Directions
Your reply should hold only the lines from the records below where "crystal" occurs.

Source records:

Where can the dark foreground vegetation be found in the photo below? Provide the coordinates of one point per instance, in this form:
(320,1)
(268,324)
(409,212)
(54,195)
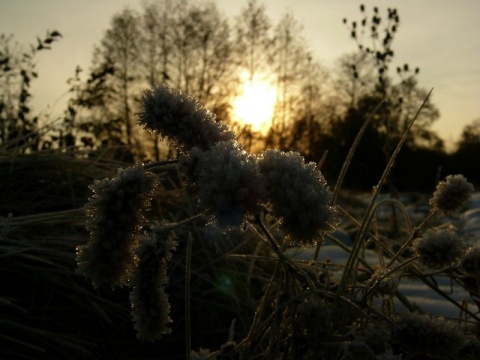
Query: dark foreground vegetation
(221,273)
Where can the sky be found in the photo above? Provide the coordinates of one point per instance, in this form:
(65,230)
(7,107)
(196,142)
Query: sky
(438,36)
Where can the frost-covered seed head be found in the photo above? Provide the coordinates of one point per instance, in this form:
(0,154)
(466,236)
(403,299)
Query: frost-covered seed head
(471,261)
(150,305)
(299,195)
(452,194)
(114,220)
(439,247)
(228,180)
(425,335)
(182,119)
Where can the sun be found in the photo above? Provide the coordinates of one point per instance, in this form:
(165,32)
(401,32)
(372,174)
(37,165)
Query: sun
(255,104)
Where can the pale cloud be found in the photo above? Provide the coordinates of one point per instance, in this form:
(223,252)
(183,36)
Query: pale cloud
(438,36)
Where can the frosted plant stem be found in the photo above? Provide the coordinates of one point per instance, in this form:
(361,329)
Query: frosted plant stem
(188,272)
(398,267)
(273,244)
(351,152)
(411,238)
(361,235)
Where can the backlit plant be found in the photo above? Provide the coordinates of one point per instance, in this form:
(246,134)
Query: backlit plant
(306,309)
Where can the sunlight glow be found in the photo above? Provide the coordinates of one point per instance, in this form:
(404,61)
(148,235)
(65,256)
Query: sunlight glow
(255,104)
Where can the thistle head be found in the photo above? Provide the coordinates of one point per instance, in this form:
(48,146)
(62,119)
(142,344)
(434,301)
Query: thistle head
(425,335)
(228,181)
(439,247)
(452,194)
(115,217)
(182,119)
(299,195)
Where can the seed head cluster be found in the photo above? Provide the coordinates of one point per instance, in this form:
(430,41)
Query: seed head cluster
(182,119)
(299,195)
(452,194)
(424,335)
(439,247)
(150,305)
(228,180)
(114,220)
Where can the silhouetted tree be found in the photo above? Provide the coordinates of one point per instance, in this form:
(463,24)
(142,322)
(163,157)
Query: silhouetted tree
(19,130)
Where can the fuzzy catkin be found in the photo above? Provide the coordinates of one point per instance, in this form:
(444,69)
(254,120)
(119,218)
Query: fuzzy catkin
(228,180)
(150,305)
(452,194)
(299,195)
(439,247)
(426,335)
(114,220)
(182,119)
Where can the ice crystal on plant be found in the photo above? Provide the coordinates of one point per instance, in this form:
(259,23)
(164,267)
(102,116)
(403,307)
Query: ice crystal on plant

Answer below
Where can the ice crystal on plant be found in the photo above? Provide the coordinates of one point per instance, in this form:
Query: ice crystal on plant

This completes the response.